| Objectives |
1 > Answer these questions from the Pentium branch prediction article, one line each:
(a) How far from the branch it refers to may the BTB information be stored?
(b) Which later Pentium family processors have the more advanced branch prediction mechanism?
(c) How many two-bit counters make up level two?
2 > Write the next passage of the Pentium branch prediction article, starting after its final sentence.

| Source extract |
- - -

We soon found that there were more strange things about the Pentium's branch prediction. We couldn't make sense of what happened when more branch instructions came close after one another. This time Karki and Terje came with the 'wild' ideas that led to the solution, while I played the role of the sceptic. After a hectic period where we exchanged results by E-mail every day, we found that the BTB information may actually be stored several instructions ahead of the branch it refers to. If there happens to be another branch in between then the BTB information is likely to be misapplied to somewhere in the wrong branch. This can lead to many funny phenomena: a branch instruction can have more than one BTB entry; two branches can share the same BTB entry so that one branch is predicted to go to the target of the other one; an unconditional jump instruction can be predicted to not jump; and a non-jumping instruction can be predicted to jump. I will not go into detail with all these quirks here, but you can find it all on my homepage. None of these quirks are fatal, because all mispredictions eventually get corrected.

A much more powerful mechanism

The later processors in the Pentium family: the Pentium MMX, Pentium Pro, Pentium II, Celeron, and Xeon, all have a much more advanced branch prediction mechanism. I will refrain from more detective stories here and go right to the mechanism.

Figure 2 - Two level branch prediction in Pentium MMX, Pentium Pro, and Pentium II

Level two consists of 16 two-bit counters of the type in fig. 1b. Level one is a four bit shift register storing the history of the last four events. This four bit pattern is used to select which of the 16 two-bit counters to use for the next prediction.

- - -

| Provided material |
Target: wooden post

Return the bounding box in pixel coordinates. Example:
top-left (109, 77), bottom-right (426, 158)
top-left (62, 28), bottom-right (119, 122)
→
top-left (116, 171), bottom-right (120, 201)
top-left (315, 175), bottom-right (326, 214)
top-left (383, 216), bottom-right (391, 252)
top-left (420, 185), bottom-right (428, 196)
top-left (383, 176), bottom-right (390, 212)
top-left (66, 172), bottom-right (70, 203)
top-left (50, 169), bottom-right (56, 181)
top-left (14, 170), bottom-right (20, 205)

- - -

| Answers provided |
1 >
(a) Several instructions ahead of the branch.
(b) The Pentium MMX, Pentium Pro, Pentium II, Celeron, and Xeon.
(c) 16.

2 >
This mechanism is based on the same fundamental idea of the state diagram in fig 1b. This is simply a two-bit counter with saturation. The counter is incremented when jumping and decremented when not jumping. The branch instruction is predicted to jump next time if the counter is in state 2 or 3, and to not jump if in state 0 or 1. This mechanism makes sure that the branch has to deviate twice from what it does most of the time before the prediction changes.

The improvement in the later processors comes from the so-called two-level branch prediction. The first level is a shift register that stores the history of the last four events for any branch instruction. This gives sixteen possible bit patterns. You get a pattern of 0000 if the branch did not jump the last four times, and a pattern of 1111 after four times of jumping. The second level in the branch prediction mechanism is constituted of sixteen 2-bit counters of the type in fig. 1b. It uses the 4-bit pattern in the first level to choose which of the sixteen counters to use in the second level. See fig. 2.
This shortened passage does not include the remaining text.